## ИСХОДНЫЙ ТЕКСТ
Подлинное, т. е. вырастающее из самих вещей, творчество совершается в беседе со Словом, даже в перешептывании с ним. Оно «выговаривает» себя во всяком дыхании, в каждом комочке плоти, даже если – и это чаще всего – мы остаемся бесчувственными к тому, что нам говорится. Произведение искусства в своем изначальном замысле стремится стать копией оригинала, обращенного к нашему слуху, ибо подобное, как все знают, познаётся только подобным. Произведение искусства, вышедшее из рук человека, исполняется, когда ему удается уловить собою малый след присутствия Божия, оставленного повсюду и приносимого в каждой вещи.
Настоящего искусства не бывает вне связи с изначальной истиной, общей для всех, присущей вещам, охваченным всевидящим оком, которое дарит всякому человеку частицу своего зрения. Истиной, существующей в нас и вне нас.
Открытие Слова в слове стихотворения – своего рода обряд «вскрытия печатей»; он требует целомудрия, даже стыдливости в обращении с речью. Однако добродетель такого рода постепенно уходит от нее. Робость перед тем, что обнажается словами, мы хотим победить бесшабашным бесстыдством «всё высказать до конца», неким «нудизмом» текста, что должен избавить нас от стыда невысказываемого. Немалая часть того, что называется постмодернистской или концептуалистской поэзией XX века, упивается срыванием набедренных повязок со всех видов человеческого общения, вырыванием секретов, за которыми не стоит уже ничего, кроме желания «оголиться» (см. Достоевского «Бобок»). Однако обнажение слов не означает раздевания их и тем более демонстрации их мертвых тел. Искусство слова – искусство очищения, освобождения, отпущения на свободу Слова, из которого родился мир. Оно встречает нас тогда, когда передает нам секрет присутствия, заключенного в любом из мгновений, которые Бог посылает нам, во всякой приносимой нам вещи, которой Слово пользуется как своим наречием и позволяет нам услышать его и отозваться ему.

## ВОПРОСЫ И ЗАДАНИЯ
A - Какие слова и выражения в исходном тексте взяты в кавычки-«ёлочки»? Перечислите все.
B - Согласуются ли с исходным текстом следующие утверждения? (i) Настоящее искусство может существовать вне связи с изначальной истиной. (ii) Открытие Слова в слове стихотворения требует целомудрия. (iii) Обнажение слов означает их раздевание.
C - Процитируйте дословно отрывок исходного текста, начиная со слов «Настоящего искусства не» и до слов «нас и вне нас.» включительно.

## РАЗДЕЛ НАБОРА ДАННЫХ
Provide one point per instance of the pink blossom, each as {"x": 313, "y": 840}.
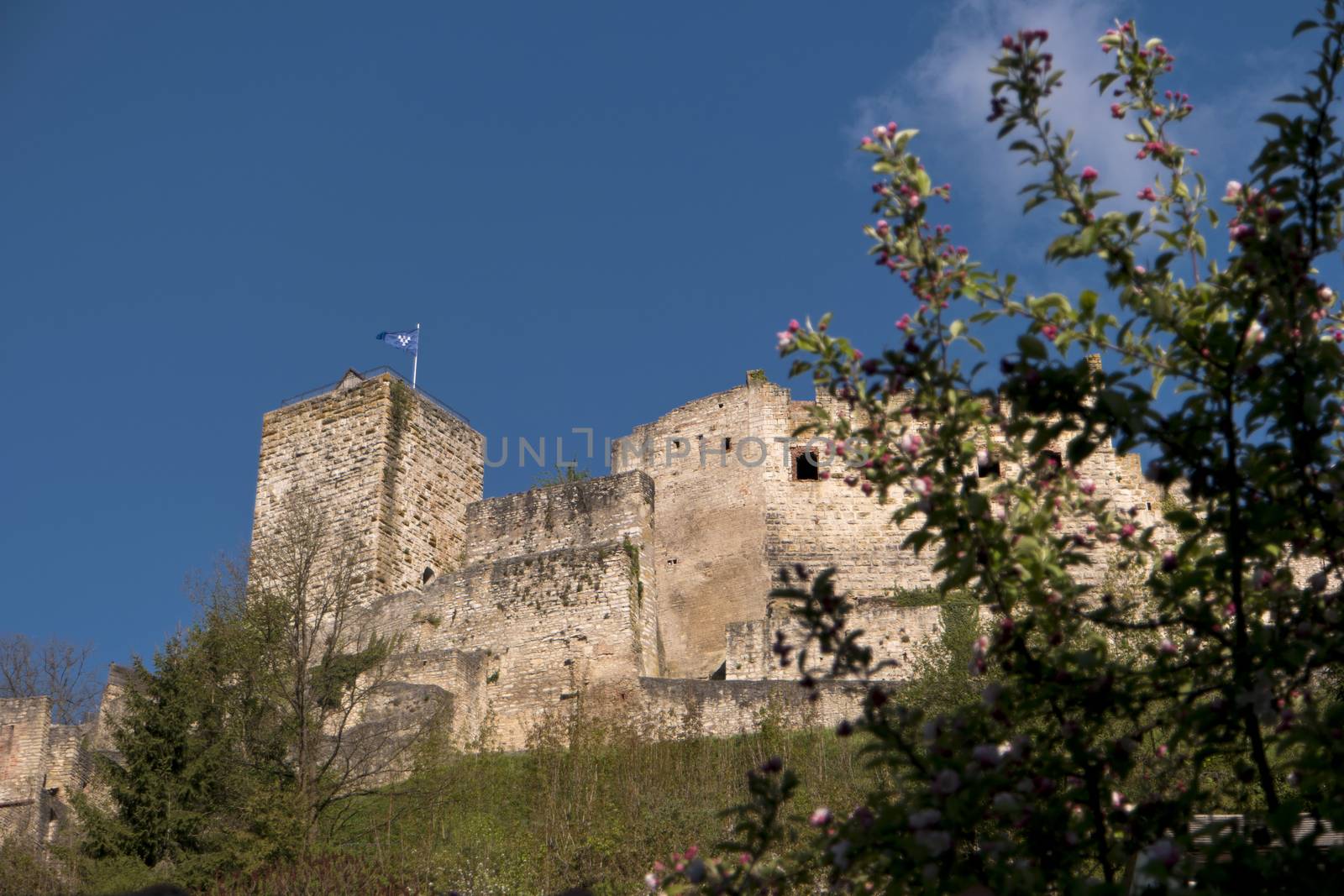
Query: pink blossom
{"x": 925, "y": 819}
{"x": 947, "y": 782}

## ОТВЕТЫ И РЕШЕНИЯ
A - «выговаривает», «вскрытия печатей», «всё высказать до конца», «нудизмом», «оголиться», «Бобок»

B -
(i) Нет: «Настоящего искусства не бывает вне связи с изначальной истиной, общей для всех».
(ii) Да: «он требует целомудрия, даже стыдливости в обращении с речью».
(iii) Нет: «Однако обнажение слов не означает раздевания их».

C -
Настоящего искусства не бывает вне связи с изначальной истиной, общей для всех, присущей вещам, охваченным всевидящим оком, которое дарит всякому человеку частицу своего зрения. Истиной, существующей в нас и вне нас.